▶ [WORK REQUEST] Could each record be restated word for word?

Data entries:
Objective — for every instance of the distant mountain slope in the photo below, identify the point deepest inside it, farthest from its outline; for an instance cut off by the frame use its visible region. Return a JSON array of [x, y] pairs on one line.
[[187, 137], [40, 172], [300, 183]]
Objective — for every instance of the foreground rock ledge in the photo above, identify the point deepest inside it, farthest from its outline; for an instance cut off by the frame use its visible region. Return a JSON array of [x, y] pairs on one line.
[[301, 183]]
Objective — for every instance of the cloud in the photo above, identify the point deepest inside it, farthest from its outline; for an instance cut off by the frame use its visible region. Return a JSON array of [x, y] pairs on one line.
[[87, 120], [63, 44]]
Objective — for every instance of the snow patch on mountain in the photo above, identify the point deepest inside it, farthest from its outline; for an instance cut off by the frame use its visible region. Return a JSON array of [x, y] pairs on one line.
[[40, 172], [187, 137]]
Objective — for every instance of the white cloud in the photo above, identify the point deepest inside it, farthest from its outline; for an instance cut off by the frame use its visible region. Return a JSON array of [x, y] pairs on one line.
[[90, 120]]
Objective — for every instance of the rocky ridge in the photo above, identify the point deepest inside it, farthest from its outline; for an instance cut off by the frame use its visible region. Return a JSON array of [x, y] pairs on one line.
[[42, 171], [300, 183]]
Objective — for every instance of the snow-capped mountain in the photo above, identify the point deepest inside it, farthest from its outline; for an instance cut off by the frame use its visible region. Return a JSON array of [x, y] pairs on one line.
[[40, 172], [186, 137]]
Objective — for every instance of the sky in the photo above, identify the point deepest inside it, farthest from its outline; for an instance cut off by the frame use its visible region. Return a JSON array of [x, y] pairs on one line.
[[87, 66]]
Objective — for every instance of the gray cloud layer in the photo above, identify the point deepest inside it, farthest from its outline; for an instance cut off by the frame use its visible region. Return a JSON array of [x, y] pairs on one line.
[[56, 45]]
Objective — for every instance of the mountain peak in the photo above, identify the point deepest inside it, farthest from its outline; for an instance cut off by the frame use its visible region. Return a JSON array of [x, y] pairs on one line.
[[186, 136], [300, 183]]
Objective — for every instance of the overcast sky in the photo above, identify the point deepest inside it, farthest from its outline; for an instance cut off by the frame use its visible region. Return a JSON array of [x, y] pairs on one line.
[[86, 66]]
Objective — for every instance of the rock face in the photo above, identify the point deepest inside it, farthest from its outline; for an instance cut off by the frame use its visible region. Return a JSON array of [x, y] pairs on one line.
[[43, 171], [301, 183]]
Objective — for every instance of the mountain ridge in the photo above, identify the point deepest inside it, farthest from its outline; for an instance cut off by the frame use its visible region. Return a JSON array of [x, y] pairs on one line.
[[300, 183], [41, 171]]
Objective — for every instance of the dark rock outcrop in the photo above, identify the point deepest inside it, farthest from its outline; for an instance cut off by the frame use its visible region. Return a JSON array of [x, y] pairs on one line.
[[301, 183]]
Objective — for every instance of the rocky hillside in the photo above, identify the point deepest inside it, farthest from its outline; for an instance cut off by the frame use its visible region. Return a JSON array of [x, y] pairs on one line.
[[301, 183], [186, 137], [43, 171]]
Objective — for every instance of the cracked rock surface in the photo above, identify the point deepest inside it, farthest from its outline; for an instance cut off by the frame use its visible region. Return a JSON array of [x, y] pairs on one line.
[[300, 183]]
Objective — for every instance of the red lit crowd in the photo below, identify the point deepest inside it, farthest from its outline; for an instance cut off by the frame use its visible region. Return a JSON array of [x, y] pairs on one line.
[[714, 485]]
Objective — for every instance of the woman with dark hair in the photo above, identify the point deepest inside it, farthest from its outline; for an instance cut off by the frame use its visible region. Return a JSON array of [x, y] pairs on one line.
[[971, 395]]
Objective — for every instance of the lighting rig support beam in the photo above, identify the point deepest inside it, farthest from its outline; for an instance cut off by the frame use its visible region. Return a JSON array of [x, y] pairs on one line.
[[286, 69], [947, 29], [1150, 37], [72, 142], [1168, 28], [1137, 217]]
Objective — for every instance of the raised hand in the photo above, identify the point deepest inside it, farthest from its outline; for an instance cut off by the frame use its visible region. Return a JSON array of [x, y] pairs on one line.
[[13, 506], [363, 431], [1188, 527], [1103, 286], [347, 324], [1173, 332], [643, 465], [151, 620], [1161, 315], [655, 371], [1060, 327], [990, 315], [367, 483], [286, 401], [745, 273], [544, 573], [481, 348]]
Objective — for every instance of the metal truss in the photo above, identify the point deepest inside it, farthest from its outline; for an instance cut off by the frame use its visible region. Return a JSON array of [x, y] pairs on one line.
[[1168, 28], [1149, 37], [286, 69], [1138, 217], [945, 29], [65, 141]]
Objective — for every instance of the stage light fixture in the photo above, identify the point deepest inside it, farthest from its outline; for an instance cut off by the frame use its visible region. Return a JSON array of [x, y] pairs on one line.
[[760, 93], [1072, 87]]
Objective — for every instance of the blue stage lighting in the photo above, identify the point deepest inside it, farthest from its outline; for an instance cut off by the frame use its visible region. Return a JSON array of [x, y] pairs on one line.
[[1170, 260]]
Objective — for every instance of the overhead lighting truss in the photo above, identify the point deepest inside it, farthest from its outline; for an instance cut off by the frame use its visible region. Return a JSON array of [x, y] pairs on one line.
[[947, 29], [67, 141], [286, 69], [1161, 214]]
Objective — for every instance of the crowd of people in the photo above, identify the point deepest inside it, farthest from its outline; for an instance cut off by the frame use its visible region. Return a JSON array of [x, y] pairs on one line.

▶ [FINISHED EXERCISE]
Objective — for every instance of the distant mountain slope in the photo below, identify the point deepest inside it, farthest from its outline; for an instance cut off by the frame use its visible region. Return a JSON array of [x, y] pairs on one line.
[[187, 137], [40, 172], [300, 183]]
Objective — for every instance of the foreground rock ledge in the photo above, identify the point deepest inside it, farthest from its outline; for an instance cut off by the frame use its visible region. Return a JSON array of [x, y] pairs on one line.
[[301, 183]]
Objective — for every instance of the cloud in the photo above, identify the point deepest inside it, farthest from its outline; for an instance cut off by the frame use its visible region. Return a JSON array of [x, y] pairs on one line.
[[87, 120], [63, 44]]
Objective — for every instance of the snow patch on mountain in the photo above, identify the point deepest inside it, farthest from its outline; for an instance cut off by the frame use its visible region. Return a JSON array of [x, y] pairs on one line.
[[40, 172], [187, 137]]
Objective — for every instance of the white cloud in the photo above, identify the point deepest inside it, farthest from its outline; for an instance cut off by the frame use its visible region. Return a JSON array of [x, y] pairs on one line.
[[90, 120]]
Objective — for every instance of the rocky ridge in the photo above, identify the point deepest inside it, farthest from its outline; for an instance cut off by the frame use its visible region. Return a JSON array of [x, y] pairs on one line.
[[42, 171], [300, 183]]
Objective — for every instance of the snow-capped mountain in the photo above, identify the point deepest inside it, farthest from its outline; for an instance cut off by the frame use its visible region. Return a JSON array of [x, y] pairs on one line.
[[40, 172], [186, 137]]
Objective — for every instance of the sky in the photo above, identify the point deepest inside it, farthest from its outline; for an instance cut off by the frame use its visible region. Return a JSON array of [x, y] pairs on one line.
[[87, 66]]
Objective — for every instance of the gray cloud layer in the photo above, identify the point deepest inside it, farthest from its outline; for an instance cut off by the frame use its visible region. Return a JSON array of [x, y] pairs on one line.
[[56, 45]]
Objective — for every instance of the mountain peak in the photo above, identify the point deepest inside it, farthest from its outline; for an instance cut off by the frame use its visible region. Return a JSON array of [x, y] pairs on one line.
[[186, 136], [300, 183]]
Objective — for every instance of the overcast sky in the photo above, identify the point deepest inside it, farthest from its outline; for an instance cut off by the frame use its visible region. Return a JSON array of [x, y] pairs on one line.
[[86, 66]]
Objective — for every instance of the rock face in the photo above, identify the point deepest inside it, farthest from its outline; for an instance cut off by the frame use its visible region. Return a JSON array of [x, y] pairs on one line.
[[43, 171], [301, 183]]
Objective — for every instance of the mountain ridge in the photo above, identify the point deepest inside it, farthest from its outline; for an instance cut off by the frame use its visible region. Return a JSON array of [x, y] pairs on one line.
[[300, 183], [41, 171]]
Objective — for every instance of the dark rock outcrop in the photo above, identify the point deepest inside it, farthest from its outline; for an instance cut off by the frame use its visible region. Return a JSON array of [x, y] pairs on one line.
[[301, 183]]
Objective — for every instance of the rocky hillside in the photo above, identify the point deepest inside it, farthest from its outline; for an instance cut off by the frame use its visible region. Return a JSON array of [x, y] pairs on one line.
[[301, 183], [186, 137], [43, 171]]
Objective — for every instance of the cracked rock surface in the photo above, identify the point deepest inside it, farthest from its outline; for an instance cut off by the frame use its visible region. Return a JSON array of [x, y] pairs on one line.
[[300, 183]]
Objective — for every instance of the red lit crowd in the photo below, identify the point deepest inside it, farthest from its outline; for an instance cut off by the frame use its visible region. Return a JSON array of [x, y] pairs on one line.
[[714, 485]]
Objective — for every instance of the woman with dark hair in the photo above, identify the point deepest inside it, farthest from its outline; for an instance cut off by the frame use its visible region. Return a JSON array of [x, y] pairs on one line.
[[971, 395]]
Objective — for every instance of the lighting rig support beam in the photo above, identify the point deepest inside it, farthest from its outline; for an instance cut off by the frame use its visible region. Return a JSON array of [x, y] pairs on one line.
[[286, 69], [947, 29], [1150, 37], [72, 142], [1168, 28], [1137, 217]]
Objective — for every instance of the raised hand in the photo above, identify the point deepest inside it, farthest from its outline; for an instance cut off by the frame use its visible region. Return a JSON array of [x, y] pairs on one line.
[[13, 506], [363, 431], [1188, 527], [1103, 286], [347, 324], [1173, 332], [643, 465], [151, 620], [1161, 315], [655, 371], [1060, 327], [990, 315], [367, 483], [286, 401], [745, 273], [544, 573], [481, 348]]
Objective — for every instance of the metal truss in the photo above, identify the point deepest inside it, farthest from its outline; for an instance cut off by the frame use its visible region. Return a JSON array of [x, y] pairs on one line.
[[1168, 28], [1149, 37], [286, 69], [1138, 217], [945, 29], [65, 141]]
Objective — for every instance of the stage light fixture in the photo above, identify the point deepest inside it, farthest from its outline; for an instance cut off by the frame use its visible region. Return a JSON array of [x, y] pairs on one line.
[[760, 93], [1072, 87]]
Objective — for every instance of the blue stage lighting in the photo above, identify the point deepest inside it, farthest from its outline; for an instance cut off by the frame use its visible region. Return a JSON array of [x, y] pairs on one line.
[[1170, 260]]
Objective — for every instance of the overhead lighting truss in the photo above, identify the point deepest inside it, farthest from its outline; for an instance cut off by the frame use its visible region. Return a JSON array of [x, y] pairs on one line.
[[947, 29], [67, 141], [286, 69], [1161, 214]]
Objective — for every instance of the crowd of people in the photo above, identify the point deepest inside it, farthest from its outline; for an instance cut off by the frame use its visible region. Return a JSON array of [x, y] pairs on one line.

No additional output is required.